[TEXTE FOURNI]
○ ○ ○ ○ ○

Reste à savoir si l'on en finira avec l'impunité des banques qui sont trop importantes pour tomber et qui demandent une aide des Etats quand le risque de faire capoter le système financier se présente. Il s'agirait de faire agir les organismes de surveillance au cas où une banque de dispose pas de capitaux proportionnels aux risques qu'elle prend par exemple.
Alors qu'ils n'ont pas encore été réformés, la BD et surtout le FMI voient leur rôle augmenter par la mise en place d'une "ligne de crédit flexible" auprès des pays débiteurs et la gestion de sommes jamais atteintes à ce jour pour leur fonction. Acte de prestidigitation dans la mesure où il ne s'agit pas d'argent neuf à dépenser sinon de ce que le FMI estime être le déficit conjoint du G20 entre 2007 et 2010.
Cependant, les circonstances obligent, comme dit Lula (Le Monde 8 Juillet 2009): «Avant, le FMI et la Banque mondiale avaient des solutions toutes faites, péremptoirement assénées tant que la crise touchait les pays pauvres. Mais, cette fois, à Londres (sommet du G20 en 2009) il n'y avait plus de proposition dès lors que la crise touchait aussi les riches. Il n'y avait plus de certitudes, de recettes toutes faites. Cela a rendu tout le monde beaucoup plus humble… Le FMI et la BM auront un rôle accru, pourront prêter aux pays pauvres, sans bâillonner leurs économies comme auparavant, tout en respectant leur souveraineté»…
Et Jacques Attali d'ajouter: «Ne voyons-nous pas en ce moment les autorités financières y perdre leur latin ? Et quand vous évoquez un rôle accru pour le FMI ou la Banque Mondiale, qui nous garantira que leurs politiques seront mieux avisées dans l’avenir qu’elles ne le furent dans le passé, quand leur aveuglement idéologique les conduisit bien souvent à accroître la misère des populations des pays qu’ils guidèrent dans la gestion de leur dette ?... les économistes se sont montrés incapables d’apercevoir la crise qui se profilait à l’horizon n’augure rien de bon»

○ ○ ○ ○ ○

[LIGNES DE DONNÉES]

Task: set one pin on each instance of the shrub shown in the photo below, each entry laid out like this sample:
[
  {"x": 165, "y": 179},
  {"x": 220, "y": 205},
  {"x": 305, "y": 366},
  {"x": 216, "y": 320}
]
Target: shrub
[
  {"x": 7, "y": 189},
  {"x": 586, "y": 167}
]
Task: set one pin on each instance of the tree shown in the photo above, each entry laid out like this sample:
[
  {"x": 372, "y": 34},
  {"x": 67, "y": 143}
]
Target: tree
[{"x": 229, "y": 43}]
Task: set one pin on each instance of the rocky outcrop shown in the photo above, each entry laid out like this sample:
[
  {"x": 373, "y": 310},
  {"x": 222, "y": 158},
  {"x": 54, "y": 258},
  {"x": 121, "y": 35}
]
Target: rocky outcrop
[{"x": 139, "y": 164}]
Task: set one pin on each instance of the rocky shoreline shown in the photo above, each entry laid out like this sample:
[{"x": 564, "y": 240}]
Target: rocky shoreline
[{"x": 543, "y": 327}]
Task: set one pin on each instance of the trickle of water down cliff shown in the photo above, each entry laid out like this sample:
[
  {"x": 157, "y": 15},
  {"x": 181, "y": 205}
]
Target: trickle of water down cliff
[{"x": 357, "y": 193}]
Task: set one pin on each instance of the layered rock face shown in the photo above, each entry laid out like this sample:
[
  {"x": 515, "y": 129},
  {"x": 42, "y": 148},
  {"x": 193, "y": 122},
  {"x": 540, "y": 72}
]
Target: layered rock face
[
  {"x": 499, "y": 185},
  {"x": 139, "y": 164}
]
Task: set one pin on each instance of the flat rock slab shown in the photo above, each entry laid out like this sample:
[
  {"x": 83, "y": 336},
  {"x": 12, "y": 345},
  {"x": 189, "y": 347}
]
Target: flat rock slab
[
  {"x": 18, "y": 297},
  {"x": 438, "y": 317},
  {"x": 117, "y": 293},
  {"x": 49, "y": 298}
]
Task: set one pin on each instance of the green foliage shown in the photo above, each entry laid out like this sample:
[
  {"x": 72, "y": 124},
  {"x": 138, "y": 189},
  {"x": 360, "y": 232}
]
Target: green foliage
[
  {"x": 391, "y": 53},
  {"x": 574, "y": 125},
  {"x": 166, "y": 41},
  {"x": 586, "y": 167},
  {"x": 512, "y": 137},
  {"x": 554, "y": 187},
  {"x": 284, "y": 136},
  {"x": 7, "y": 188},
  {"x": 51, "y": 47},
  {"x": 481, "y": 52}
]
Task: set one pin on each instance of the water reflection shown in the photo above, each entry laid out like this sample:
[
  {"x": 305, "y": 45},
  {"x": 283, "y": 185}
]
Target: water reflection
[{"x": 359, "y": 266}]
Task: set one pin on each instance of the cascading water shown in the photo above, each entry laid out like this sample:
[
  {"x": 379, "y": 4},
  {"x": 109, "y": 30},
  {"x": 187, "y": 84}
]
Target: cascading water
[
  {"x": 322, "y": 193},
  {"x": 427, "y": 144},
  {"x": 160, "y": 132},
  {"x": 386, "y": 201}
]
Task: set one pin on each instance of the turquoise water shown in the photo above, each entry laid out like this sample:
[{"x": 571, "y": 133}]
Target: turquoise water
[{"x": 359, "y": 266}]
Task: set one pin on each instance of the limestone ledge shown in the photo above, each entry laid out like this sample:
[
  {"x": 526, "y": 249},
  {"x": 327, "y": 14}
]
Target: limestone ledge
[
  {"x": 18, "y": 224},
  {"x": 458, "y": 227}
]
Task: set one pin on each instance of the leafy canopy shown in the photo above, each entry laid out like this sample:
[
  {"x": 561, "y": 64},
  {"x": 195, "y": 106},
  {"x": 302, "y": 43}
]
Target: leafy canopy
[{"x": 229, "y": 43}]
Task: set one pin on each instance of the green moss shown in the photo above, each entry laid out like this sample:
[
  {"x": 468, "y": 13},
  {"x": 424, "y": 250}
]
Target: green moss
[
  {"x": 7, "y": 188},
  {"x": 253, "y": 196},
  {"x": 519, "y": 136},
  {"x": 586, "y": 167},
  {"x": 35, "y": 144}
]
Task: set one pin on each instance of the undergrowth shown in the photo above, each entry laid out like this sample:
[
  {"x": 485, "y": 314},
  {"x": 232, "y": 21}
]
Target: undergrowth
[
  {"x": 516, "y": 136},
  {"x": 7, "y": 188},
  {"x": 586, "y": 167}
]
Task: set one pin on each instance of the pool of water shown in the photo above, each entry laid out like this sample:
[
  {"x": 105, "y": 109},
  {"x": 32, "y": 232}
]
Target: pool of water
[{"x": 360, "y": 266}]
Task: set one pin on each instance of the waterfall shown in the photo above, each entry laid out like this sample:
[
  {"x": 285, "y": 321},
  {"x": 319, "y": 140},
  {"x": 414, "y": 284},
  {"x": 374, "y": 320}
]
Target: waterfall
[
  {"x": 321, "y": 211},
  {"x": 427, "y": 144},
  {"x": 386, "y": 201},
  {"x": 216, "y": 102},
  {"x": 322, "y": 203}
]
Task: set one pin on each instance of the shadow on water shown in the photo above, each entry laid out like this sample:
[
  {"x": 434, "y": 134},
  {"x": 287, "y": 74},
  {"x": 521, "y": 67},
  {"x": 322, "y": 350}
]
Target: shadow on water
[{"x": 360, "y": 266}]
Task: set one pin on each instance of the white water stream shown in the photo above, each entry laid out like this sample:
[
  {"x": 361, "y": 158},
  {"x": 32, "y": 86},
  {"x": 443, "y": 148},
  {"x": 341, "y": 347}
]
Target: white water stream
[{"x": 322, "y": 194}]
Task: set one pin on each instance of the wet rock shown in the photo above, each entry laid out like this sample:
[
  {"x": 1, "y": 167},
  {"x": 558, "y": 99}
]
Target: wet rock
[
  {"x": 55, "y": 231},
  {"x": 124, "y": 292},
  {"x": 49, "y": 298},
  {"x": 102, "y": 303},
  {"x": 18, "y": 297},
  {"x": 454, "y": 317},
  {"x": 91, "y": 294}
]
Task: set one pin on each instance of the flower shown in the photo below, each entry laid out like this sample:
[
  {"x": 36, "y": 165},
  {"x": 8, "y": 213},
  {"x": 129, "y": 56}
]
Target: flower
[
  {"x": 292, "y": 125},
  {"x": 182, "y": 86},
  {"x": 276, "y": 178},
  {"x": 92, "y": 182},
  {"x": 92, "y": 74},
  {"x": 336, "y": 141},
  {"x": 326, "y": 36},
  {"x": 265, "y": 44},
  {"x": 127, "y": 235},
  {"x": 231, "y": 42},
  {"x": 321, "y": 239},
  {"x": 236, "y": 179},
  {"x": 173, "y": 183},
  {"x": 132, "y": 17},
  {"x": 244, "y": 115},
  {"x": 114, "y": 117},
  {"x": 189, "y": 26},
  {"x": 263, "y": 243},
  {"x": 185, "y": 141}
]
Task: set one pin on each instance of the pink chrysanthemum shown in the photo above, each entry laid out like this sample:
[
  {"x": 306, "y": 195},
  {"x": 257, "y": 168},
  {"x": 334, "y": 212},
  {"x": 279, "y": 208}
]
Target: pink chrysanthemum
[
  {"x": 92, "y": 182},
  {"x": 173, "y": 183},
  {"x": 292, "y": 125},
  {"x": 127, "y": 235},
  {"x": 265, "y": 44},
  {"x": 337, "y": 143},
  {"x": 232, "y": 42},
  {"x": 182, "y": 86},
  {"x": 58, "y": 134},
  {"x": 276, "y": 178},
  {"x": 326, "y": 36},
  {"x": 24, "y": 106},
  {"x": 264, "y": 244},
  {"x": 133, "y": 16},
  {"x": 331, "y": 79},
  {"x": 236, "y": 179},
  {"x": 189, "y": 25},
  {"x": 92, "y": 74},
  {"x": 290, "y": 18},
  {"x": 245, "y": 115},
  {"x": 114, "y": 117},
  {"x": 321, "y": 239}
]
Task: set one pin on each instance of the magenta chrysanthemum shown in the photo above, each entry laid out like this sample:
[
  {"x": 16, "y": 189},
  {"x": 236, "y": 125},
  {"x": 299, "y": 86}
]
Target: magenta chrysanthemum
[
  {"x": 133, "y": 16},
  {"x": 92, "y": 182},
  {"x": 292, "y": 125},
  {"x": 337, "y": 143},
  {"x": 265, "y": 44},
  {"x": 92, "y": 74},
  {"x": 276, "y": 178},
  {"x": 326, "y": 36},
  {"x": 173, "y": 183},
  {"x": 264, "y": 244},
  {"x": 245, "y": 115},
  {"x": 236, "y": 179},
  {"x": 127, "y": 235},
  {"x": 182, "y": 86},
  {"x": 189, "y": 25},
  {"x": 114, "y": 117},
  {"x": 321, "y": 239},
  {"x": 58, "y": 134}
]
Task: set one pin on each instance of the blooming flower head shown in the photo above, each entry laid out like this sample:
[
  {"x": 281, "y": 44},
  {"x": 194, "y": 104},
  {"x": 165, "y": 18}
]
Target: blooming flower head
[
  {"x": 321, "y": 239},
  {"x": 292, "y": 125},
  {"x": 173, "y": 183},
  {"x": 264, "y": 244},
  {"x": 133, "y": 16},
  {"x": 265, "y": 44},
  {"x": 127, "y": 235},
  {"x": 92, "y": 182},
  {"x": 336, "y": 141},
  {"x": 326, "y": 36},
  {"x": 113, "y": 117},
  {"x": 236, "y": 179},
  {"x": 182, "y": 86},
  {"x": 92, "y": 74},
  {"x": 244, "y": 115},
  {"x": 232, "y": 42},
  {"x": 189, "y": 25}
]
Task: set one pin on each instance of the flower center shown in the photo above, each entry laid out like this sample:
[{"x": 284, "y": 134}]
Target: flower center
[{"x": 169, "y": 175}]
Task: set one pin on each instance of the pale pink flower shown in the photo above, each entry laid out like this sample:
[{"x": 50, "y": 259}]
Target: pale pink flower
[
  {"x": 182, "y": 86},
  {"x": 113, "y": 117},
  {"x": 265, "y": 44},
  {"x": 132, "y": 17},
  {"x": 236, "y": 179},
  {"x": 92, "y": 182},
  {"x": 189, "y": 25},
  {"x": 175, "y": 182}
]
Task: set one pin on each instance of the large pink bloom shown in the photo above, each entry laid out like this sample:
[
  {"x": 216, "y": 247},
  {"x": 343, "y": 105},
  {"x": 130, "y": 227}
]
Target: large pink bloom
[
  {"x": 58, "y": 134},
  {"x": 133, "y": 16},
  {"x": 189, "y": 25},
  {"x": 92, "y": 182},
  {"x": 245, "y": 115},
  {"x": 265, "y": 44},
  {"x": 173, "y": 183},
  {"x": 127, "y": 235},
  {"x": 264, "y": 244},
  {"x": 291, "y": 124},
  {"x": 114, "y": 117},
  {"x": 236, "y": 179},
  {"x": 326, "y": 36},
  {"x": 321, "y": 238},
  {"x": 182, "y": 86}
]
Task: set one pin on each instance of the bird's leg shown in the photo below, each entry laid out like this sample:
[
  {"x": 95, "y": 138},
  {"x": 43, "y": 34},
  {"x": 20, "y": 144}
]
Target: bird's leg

○ ○ ○ ○ ○

[TÂCHE COURTE] Pourriez-vous transcrire, sans rien modifier, tout ce qui va de « Reste à savoir » jusqu'à « 2007 et 2010. » dans le texte fourni sur le FMI et la crise ?

[RÉPONSE COMPLÈTE]
Reste à savoir si l'on en finira avec l'impunité des banques qui sont trop importantes pour tomber et qui demandent une aide des Etats quand le risque de faire capoter le système financier se présente. Il s'agirait de faire agir les organismes de surveillance au cas où une banque de dispose pas de capitaux proportionnels aux risques qu'elle prend par exemple.
Alors qu'ils n'ont pas encore été réformés, la BD et surtout le FMI voient leur rôle augmenter par la mise en place d'une "ligne de crédit flexible" auprès des pays débiteurs et la gestion de sommes jamais atteintes à ce jour pour leur fonction. Acte de prestidigitation dans la mesure où il ne s'agit pas d'argent neuf à dépenser sinon de ce que le FMI estime être le déficit conjoint du G20 entre 2007 et 2010.